Per il 2014, quando Putin ordinò l’occupazione della Crimea e l’agitazione separatista nel Donbas, non solo l’Ucraina aveva rinunciato alla deterrenza nucleare ma tutti i governi, in diversa misura e indipendentemente dall’orientamento politico, avevano anche lasciato gravemente degradare la capacità difensiva del Paese. In parte ciò accadde a causa della crisi economica e sociale della transizione post-sovietica; in parte a causa della diffusa corruzione e dell’utilizzo personalistico del Ministero da parte dei politici incaricati; in parte, sotto Janukovyč, a causa della «russificazione» dei servizi di sicurezza, sia nel senso di vertici politico-militari personalmente legati al regime russo, sia nel senso del tentativo di «russificare» il sistema politico4. Tutti motivi importanti e concorrenti, ma ritengo se ne debba considerare anche un altro, di speciale rilievo quando si discuta un eventuale status dell’Ucraina come Paese neutrale o non-allineato (che non è quanto vuole Putin: il suo obiettivo è la neutralità intesa come neutralizzazione della difesa e dell’autonomia politica dell’Ucraina).

______

* [Compiti da svolgere]:
1) Individui nei record riportati più avanti ogni riga che contiene la parola "skyline" e la trascriva.
2) Prosegua il brano sulla capacità difensiva dell'Ucraina, riprendendo subito dopo la sua ultima frase.

[Estratto del dataset]
______

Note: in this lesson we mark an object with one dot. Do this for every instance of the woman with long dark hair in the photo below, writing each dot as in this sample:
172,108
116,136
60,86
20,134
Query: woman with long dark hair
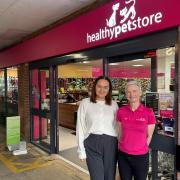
97,131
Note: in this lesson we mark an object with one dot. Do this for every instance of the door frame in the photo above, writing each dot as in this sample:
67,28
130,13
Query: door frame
53,146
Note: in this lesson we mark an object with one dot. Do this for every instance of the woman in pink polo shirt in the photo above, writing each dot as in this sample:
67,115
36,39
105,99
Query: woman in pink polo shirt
136,124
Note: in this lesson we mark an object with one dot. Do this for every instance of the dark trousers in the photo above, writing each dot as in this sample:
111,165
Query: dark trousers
101,151
133,166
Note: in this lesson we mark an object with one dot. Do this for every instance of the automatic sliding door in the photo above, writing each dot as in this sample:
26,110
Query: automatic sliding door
43,128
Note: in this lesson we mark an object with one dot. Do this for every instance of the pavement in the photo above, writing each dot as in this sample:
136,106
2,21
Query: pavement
36,164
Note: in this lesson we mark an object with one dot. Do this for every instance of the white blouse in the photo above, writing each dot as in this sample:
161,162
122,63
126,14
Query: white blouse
95,118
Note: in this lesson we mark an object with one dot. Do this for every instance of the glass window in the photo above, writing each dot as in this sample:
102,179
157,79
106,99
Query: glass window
12,91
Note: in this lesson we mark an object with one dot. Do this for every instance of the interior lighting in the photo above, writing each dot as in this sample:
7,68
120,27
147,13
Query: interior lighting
137,65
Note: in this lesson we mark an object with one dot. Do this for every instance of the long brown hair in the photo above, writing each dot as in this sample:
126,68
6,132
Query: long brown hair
108,97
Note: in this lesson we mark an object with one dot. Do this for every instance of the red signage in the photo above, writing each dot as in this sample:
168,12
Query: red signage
115,21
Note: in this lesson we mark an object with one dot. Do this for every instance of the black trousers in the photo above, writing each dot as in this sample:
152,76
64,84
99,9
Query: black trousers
101,151
133,166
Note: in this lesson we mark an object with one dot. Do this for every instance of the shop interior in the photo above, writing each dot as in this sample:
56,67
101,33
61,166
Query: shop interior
8,93
74,80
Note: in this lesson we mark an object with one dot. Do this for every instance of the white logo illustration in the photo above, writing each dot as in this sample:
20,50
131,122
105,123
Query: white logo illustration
112,20
131,12
124,20
125,13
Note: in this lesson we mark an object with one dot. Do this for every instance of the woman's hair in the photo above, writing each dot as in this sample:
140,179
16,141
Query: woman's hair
108,97
132,82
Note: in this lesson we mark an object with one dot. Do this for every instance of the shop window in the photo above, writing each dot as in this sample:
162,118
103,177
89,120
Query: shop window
12,91
165,89
2,97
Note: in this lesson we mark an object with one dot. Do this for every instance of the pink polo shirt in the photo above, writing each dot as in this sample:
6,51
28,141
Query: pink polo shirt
134,126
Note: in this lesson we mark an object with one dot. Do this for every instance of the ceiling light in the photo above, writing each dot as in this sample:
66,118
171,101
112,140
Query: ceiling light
138,60
86,62
113,64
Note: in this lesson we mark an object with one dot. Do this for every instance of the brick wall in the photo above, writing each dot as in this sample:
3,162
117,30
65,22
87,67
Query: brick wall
23,105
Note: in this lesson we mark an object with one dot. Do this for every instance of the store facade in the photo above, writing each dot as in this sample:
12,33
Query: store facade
128,41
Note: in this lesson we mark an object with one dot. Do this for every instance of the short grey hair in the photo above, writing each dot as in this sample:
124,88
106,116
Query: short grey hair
132,82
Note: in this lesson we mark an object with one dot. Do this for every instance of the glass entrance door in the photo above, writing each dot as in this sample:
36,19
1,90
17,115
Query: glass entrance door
42,112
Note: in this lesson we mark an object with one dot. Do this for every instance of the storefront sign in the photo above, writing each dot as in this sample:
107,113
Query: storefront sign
124,20
115,21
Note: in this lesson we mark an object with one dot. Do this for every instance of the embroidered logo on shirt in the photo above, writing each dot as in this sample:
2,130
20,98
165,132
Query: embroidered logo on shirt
141,119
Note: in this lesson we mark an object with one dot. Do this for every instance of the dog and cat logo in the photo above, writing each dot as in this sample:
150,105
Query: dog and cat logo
125,13
123,19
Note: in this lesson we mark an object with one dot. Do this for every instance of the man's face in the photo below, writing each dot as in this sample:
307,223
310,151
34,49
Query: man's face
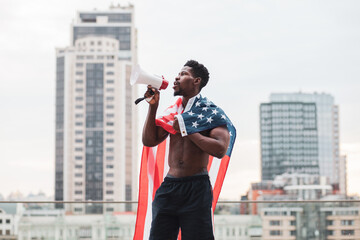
184,82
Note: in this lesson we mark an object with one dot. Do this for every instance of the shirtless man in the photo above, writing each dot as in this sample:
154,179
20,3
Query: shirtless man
184,199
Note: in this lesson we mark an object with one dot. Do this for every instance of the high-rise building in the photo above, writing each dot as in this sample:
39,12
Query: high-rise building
96,128
300,134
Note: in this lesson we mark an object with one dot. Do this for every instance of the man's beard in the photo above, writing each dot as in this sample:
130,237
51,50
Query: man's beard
177,93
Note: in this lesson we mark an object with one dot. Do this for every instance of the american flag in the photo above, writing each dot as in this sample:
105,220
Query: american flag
199,114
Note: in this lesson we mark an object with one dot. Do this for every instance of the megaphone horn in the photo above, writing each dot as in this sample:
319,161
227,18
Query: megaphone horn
139,76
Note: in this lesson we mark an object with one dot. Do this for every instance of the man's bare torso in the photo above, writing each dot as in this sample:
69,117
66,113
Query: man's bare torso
185,158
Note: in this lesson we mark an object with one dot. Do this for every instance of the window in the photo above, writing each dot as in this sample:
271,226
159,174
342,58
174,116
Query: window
347,222
347,232
274,223
275,233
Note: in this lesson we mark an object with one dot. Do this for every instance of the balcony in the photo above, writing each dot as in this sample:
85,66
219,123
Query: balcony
234,220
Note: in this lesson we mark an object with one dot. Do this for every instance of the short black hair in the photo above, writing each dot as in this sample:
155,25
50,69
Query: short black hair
199,70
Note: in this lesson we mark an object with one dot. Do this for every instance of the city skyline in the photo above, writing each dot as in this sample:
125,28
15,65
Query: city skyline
96,120
304,46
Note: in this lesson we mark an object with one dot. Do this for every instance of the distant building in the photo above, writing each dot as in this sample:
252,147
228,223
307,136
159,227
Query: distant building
300,134
96,120
343,175
281,223
237,227
9,220
340,223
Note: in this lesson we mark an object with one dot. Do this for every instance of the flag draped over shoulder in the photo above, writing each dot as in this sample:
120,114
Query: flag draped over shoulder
199,114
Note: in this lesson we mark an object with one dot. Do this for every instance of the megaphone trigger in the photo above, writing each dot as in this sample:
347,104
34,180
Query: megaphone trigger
139,76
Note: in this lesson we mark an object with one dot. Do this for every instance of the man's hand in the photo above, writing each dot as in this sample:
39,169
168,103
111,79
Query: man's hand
176,125
152,99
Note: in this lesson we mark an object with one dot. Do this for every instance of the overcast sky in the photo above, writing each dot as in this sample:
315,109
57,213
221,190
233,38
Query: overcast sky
251,48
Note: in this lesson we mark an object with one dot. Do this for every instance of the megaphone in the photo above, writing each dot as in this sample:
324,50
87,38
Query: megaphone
139,76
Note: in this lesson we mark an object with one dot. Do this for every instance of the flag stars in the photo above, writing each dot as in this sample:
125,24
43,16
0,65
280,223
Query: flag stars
200,116
191,113
195,124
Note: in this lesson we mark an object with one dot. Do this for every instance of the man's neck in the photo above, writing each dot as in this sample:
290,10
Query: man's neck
187,98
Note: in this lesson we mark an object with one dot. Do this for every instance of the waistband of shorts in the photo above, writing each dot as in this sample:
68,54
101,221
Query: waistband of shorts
187,179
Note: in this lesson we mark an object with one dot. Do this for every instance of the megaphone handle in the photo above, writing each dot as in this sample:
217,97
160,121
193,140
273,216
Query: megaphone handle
142,98
139,100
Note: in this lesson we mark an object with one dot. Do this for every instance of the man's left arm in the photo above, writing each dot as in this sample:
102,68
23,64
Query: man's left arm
216,144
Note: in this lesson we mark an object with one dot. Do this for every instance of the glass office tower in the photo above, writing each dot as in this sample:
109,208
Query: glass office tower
96,122
300,133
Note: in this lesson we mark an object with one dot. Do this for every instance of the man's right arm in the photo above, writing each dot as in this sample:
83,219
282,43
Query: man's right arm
152,134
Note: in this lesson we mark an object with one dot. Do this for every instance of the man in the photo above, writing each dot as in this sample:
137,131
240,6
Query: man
184,199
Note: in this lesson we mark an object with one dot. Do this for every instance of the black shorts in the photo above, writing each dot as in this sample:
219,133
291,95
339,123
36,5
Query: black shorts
184,203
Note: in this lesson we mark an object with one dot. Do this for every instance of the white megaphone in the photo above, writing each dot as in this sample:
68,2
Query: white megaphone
139,76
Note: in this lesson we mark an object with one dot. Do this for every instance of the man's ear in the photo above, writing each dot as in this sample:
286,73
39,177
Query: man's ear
197,81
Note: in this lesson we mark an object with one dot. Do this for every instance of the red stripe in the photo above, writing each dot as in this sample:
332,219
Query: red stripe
210,162
143,196
165,126
220,179
159,166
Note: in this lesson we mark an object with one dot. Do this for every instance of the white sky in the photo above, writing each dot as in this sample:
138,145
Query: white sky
251,48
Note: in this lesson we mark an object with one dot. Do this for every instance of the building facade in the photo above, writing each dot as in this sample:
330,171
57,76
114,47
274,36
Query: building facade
96,122
300,133
340,222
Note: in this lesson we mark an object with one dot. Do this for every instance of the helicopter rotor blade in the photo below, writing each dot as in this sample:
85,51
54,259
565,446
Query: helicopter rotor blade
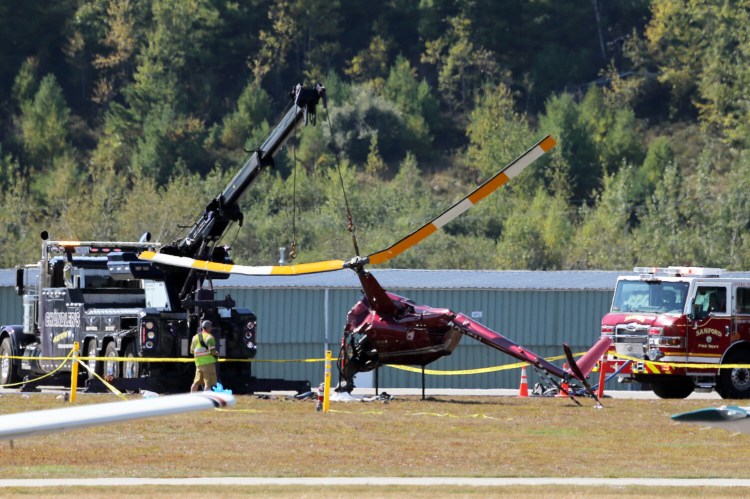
229,268
484,190
488,187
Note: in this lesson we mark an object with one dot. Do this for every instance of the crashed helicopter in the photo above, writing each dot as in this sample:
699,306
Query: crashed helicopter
383,328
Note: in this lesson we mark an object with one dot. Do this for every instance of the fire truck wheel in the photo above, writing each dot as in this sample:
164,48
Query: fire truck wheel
111,367
8,367
94,366
673,387
130,368
735,383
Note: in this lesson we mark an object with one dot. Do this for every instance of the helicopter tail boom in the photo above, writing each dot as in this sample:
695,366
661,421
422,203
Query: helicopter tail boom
485,335
579,371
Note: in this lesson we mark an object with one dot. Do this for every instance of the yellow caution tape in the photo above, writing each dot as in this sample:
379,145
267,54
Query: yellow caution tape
109,386
64,359
692,365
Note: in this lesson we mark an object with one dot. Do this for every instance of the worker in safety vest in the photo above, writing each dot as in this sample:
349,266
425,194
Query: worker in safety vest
203,347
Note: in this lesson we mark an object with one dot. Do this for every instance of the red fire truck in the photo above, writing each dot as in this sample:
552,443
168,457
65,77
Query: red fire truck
678,329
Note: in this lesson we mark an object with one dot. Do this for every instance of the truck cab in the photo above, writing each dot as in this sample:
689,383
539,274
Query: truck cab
674,328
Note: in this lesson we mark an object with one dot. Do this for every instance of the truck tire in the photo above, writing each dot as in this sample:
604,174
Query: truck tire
94,366
112,368
735,383
673,387
8,367
130,369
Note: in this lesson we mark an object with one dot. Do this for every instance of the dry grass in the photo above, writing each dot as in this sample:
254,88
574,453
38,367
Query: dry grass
476,437
557,492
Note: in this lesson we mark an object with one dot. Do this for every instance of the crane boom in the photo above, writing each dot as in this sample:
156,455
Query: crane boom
224,209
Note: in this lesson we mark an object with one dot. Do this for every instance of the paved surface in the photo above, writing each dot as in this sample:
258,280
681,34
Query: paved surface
381,481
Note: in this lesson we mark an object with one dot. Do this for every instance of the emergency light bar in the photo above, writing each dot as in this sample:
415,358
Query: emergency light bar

______

* [Risultati dell'esercizio]:
1)
Note: in this lesson we mark an object with one dot. Do this for every instance of the city skyline in the photo above, writing each dot as in this sample:
Query: city skyline

2)
Con oscillazioni verso Occidente o Oriente, fino al 2014 Presidenti e governi ucraini perseguirono tutti quel che si diceva politica estera multivettoriale, secondo la quale una secolare storia d’integrazione e di dominio rendevano inevitabili strette relazioni con la Russia, fin dall’indipendenza non poco problematiche per le questioni della delimitazione dei confini, della Crimea, della divisione della flotta del Mar Nero, dei prezzi e della gestione dell’energia. Nello stesso tempo, secondo la politica multivettoriale, le necessarie relazioni con la Russia dovevano essere compensate dalla creazione di nuovi rapporti con la Nato e l’Unione Europea; perfino l’oligarchia del Donbas, la più ricca e potente del Paese e legatissima all’oligarchia russa, doveva anche arginare le eccessive pretese di quest’ultima e non intendeva rinunciare alle opportunità offerte dall’Europa occidentale.
La pluridecennale ambiguità della politica estera multivettoriale ucraina raggiunse i suoi limiti nel 2014. La violenta repressione del movimento europeista da parte del presidente Janukovyč chiarì inequivocabilmente il nesso fra la costruzione di un regime autoritario interno e l’orientamento internazionale che privilegiasse la Russia. D’altra parte l’Ucraina è un anello insostituibile del progetto di sfera d’influenza eurasiatica di Putin, che rispose alla caduta di Janukovyč con l’invasione e annessione della Crimea alla Russia e la promozione e l’intervento armato nel Donbas. A quel punto non ci fu più spazio per le ambiguità e le oscillazioni della politica multivettoriale: per l’Ucraina far parte dell’Unione Europea era - ed è - una condizione d’indipendenza politica.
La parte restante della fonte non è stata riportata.